Aufgabe A -
Von wem lassen Fernsehsender laut dem Text zu Bidens Kandidatur die Auftritte des US-Präsidenten kommentieren?
Aufgabe B -
Gib den Abschnitt aus dem Text zu Bidens Kandidatur wörtlich wieder, der zwischen „Donald Trumps Partei“ und „ins Unermessliche gewachsen.“ liegt, beide eingeschlossen.

Ausgewählter Auszug -
+--
Bidens Präsidentschaftskandidatur: Zähneklappern ohne Strategie

Der Druck auf Joe Biden wächst, von seiner Kandidatur zurückzutreten. So beschädigt wie er so kurz vor einer Wahl war bislang kein Kandidat.

Präsident Biden winkt bei einer Pressekonferenz.

US-Präsident Biden beim Nato-Gipfel in Washington am 11. Juli Foto: Yves Herman/reuters

Es ist ein Spruch, der in allen US-Wahlkämpfen der vergangenen Jahrzehnte immer wieder zu hören war: „Das ist die wichtigste Wahl unseres Lebens“ – „the most important election of our lifetime“. Im Unterschied zu früher stimmt er in diesem Jahr.

Donald Trumps Partei hat mit den Re­pu­bli­ka­ne­r*in­nen aus den Zeiten von Reagan und den Bushs nichts mehr zu tun. Auch deren Präsidentschaften waren katastrophal – aber sie waren kein Startschuss für Rechtsradikale weltweit, zum Endkampf gegen die Demokratie anzusetzen. Trump 2 wäre genau das.

Und genau in diese Wahlen gehen die US-Demokrat*innen schwächer denn je. Seit der verheerenden TV-Debatte zwischen Joe Biden und Donald Trump sind die schon lange bestehenden Zweifel daran, dass Biden die Wahl gewinnen und dann auch noch regieren kann, ins Unermessliche gewachsen.

Millionen von Zu­schaue­r*in­nen fühlten sich an die eigenen Erfahrungen mit in die Verwirrung abgleitenden Eltern oder Großeltern erinnert. Jeder Auftritt des US-Präsidenten, kürzlich seine Pressekonferenz zum Abschluss des Nato-Gipfels in Washington, wird mit angstvollem Zähneklappern begleitet. Fernsehsender lassen die Auftritte nicht von Ex­per­t*in­nen in Außen- und Sicherheitspolitik kommentieren, sondern von Neu­ro­lo­g*in­nen und sonstigen Mediziner*innen.

Kein Grund für Ausstiegsszenarien

Aus dem Lager der Demokratischen Partei kommen jeden Tag neue Kongressabgeordnete und Spen­de­r*in­nen hinzu, die von Biden fordern, auf die Kandidatur zu verzichten. So beschädigt wie Biden vier Monate vor der Wahl sind sonst nicht einmal Kan­di­da­t*in­nen nach grausamen Vorwahlschlachten.
+--
Erfasste Daten -
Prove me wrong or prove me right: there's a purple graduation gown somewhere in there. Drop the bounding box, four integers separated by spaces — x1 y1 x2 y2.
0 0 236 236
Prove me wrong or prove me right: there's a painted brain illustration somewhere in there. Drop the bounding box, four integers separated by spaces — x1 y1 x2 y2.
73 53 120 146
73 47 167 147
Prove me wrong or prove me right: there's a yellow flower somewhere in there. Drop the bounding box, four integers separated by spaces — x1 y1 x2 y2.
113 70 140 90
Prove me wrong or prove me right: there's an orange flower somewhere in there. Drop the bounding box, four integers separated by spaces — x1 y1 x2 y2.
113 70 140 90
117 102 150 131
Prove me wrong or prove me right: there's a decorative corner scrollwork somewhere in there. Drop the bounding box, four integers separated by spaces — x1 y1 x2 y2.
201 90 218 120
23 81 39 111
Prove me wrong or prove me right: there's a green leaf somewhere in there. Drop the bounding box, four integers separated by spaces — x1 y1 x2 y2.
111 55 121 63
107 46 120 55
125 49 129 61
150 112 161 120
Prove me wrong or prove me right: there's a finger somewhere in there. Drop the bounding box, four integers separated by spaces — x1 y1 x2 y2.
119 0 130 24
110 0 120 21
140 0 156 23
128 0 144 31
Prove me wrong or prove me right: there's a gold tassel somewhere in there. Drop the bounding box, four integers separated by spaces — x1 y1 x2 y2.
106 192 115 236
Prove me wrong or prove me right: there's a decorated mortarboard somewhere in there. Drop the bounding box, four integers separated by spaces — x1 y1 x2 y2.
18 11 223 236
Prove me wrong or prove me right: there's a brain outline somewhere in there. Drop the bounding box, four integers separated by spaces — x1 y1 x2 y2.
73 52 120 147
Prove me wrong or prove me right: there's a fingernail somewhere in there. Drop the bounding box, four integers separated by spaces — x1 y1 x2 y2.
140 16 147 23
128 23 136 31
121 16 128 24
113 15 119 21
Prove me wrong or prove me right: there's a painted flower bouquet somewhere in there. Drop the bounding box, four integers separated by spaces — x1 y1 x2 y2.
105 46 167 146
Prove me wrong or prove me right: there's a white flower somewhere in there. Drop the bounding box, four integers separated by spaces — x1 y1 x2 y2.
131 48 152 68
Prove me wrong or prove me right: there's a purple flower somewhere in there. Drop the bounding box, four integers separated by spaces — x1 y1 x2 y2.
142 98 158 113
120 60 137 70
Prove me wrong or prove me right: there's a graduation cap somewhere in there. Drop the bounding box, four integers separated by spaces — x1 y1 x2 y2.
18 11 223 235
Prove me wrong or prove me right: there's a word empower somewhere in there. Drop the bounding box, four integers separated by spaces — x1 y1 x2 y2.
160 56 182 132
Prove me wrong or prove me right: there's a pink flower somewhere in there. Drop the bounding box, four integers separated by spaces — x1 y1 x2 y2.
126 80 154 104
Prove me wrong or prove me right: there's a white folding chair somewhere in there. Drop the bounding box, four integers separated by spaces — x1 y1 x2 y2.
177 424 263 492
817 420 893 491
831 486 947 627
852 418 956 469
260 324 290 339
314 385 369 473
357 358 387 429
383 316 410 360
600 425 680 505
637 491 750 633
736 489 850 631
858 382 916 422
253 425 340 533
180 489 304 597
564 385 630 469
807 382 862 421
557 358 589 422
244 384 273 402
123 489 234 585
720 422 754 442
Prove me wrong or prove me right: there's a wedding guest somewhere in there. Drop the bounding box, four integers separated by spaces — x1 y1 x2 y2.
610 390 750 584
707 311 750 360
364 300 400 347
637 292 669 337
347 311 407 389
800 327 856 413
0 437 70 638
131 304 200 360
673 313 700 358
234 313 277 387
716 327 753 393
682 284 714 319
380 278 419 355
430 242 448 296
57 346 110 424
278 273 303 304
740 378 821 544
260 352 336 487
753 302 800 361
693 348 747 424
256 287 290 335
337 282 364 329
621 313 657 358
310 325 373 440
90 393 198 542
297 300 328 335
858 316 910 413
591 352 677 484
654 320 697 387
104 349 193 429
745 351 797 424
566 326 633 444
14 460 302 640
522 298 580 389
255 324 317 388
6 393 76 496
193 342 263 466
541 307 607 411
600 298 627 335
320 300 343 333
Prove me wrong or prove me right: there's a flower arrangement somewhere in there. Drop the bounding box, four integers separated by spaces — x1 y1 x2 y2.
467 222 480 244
+--
Ausgabe A -
Von Neurolog*innen und sonstigen Mediziner*innen statt von Expert*innen in Außen- und Sicherheitspolitik.

Ausgabe B -
Donald Trumps Partei hat mit den Re­pu­bli­ka­ne­r*in­nen aus den Zeiten von Reagan und den Bushs nichts mehr zu tun. Auch deren Präsidentschaften waren katastrophal – aber sie waren kein Startschuss für Rechtsradikale weltweit, zum Endkampf gegen die Demokratie anzusetzen. Trump 2 wäre genau das.

Und genau in diese Wahlen gehen die US-Demokrat*innen schwächer denn je. Seit der verheerenden TV-Debatte zwischen Joe Biden und Donald Trump sind die schon lange bestehenden Zweifel daran, dass Biden die Wahl gewinnen und dann auch noch regieren kann, ins Unermessliche gewachsen.